[WHAT THE TASK REQUIRES] Reproduce every one of the records below line for line, with no changes to any wording or number.

[MATERIAL SHOWN]
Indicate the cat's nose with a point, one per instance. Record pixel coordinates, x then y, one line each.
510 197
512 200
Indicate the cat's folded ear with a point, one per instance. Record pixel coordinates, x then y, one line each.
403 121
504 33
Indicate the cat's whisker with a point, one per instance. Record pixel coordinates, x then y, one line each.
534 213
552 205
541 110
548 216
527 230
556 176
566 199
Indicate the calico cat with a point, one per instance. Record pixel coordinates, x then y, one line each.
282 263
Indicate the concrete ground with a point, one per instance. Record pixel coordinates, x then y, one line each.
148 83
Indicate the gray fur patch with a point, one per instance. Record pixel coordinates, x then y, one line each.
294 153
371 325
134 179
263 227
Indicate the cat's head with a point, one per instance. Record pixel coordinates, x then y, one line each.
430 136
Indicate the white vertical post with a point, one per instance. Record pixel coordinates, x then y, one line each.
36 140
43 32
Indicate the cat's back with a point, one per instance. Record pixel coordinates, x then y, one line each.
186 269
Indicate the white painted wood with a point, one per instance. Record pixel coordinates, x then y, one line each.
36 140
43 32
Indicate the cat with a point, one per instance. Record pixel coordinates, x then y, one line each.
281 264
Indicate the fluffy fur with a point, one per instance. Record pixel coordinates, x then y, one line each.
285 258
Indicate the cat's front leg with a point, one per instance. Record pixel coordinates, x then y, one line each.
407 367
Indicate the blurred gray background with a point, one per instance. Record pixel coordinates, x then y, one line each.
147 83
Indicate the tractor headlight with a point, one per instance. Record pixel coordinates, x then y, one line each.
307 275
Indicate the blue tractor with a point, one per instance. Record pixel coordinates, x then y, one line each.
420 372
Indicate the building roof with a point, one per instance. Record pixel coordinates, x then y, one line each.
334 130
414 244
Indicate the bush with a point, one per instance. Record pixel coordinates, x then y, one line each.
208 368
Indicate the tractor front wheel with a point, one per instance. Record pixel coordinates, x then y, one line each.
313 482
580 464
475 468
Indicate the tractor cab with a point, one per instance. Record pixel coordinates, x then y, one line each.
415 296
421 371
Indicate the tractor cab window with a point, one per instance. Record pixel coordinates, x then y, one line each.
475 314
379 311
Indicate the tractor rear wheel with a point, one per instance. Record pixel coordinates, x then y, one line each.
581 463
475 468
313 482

[SOLUTION TO THE PROBLEM]
Indicate the cat's nose with a point, one per instance. Record pixel coordinates, x then y, one line each.
510 197
512 200
Indicate the cat's folded ear with a point, one per instance. Record pixel coordinates, x then y, one line each.
403 121
504 33
Indicate the cat's whisker with a point, one per instance. Record pixel coordinates, x then y, one line each.
534 213
552 205
541 110
548 216
527 230
556 176
566 199
Indicate the calico cat with a point, one per instance. Record pixel coordinates, x then y, one line each.
282 263
Indicate the concrete ground with a point, one per instance. Record pixel coordinates, x then y, one line each.
148 83
Indicate the gray fur patch with a point, one per instance. Record pixel coordinates, x then y, one line each.
294 153
371 325
134 179
263 227
Indicate the cat's head with a point, one per instance. Record pixel coordinates, x then y, one line each.
430 136
Indicate the white vertical post with a point, one per instance. Record pixel coordinates, x then y, one line each.
36 140
43 32
Indicate the cat's back with a point, one per instance. Record pixel coordinates, x then y, one line each.
186 269
Indicate the white painted wood with a point, one per instance. Record pixel coordinates, x then y, one line each.
36 140
43 32
Indicate the cat with a point, one per instance. Record pixel coordinates, x then y, one line each.
281 264
Indicate the fluffy fur with a point, one per instance. Record pixel coordinates, x then y, one line each.
285 258
Indicate the cat's front leg with a point, one per instance. Record pixel coordinates, x then y, one line each.
407 367
Indicate the blurred gray background with a point, one per instance. Record pixel coordinates, x then y, one line each.
147 83
Indicate the tractor headlight with a point, one per instance. Record pixel coordinates, x then y, one line each.
307 275
Indicate the blue tractor with a point, one per instance. Record pixel coordinates, x then y, one line each.
420 372
Indicate the building roof with a point, one per instance. Record pixel coordinates, x then y, one line each.
334 130
414 244
Indicate the bush with a point, one per instance. Record pixel coordinates, x then y, one line each.
208 368
Indicate the tractor front wheel with a point, one per instance. Record pixel coordinates, x then y, one line each.
313 482
580 464
475 468
Indicate the tractor cab with a point, one per instance. Record pixel coordinates, x then y, one line each.
415 296
421 371
Indicate the tractor cab window with a point, one per instance. Record pixel coordinates, x then y, one line each.
475 314
379 311
Indicate the tractor rear wheel with a point, one per instance. Record pixel coordinates, x then y, one line each.
581 463
475 468
313 482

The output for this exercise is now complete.